Aim of the task: Reproduce the lines below, swapping "dark jacket" for "blue coat" and leaving everything else unchanged.
+++++
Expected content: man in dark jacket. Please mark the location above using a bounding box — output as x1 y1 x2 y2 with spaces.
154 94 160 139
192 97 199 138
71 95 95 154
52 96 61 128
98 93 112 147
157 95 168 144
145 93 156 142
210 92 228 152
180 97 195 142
+++++
Solution to the problem:
Expected content: man in blue coat. Please mark the location above using a bounding box — output as x1 y1 x2 y2 with spaces.
154 94 160 139
192 97 199 138
71 95 95 154
52 96 61 128
98 93 112 147
157 95 168 144
145 93 156 142
210 92 228 152
180 97 195 142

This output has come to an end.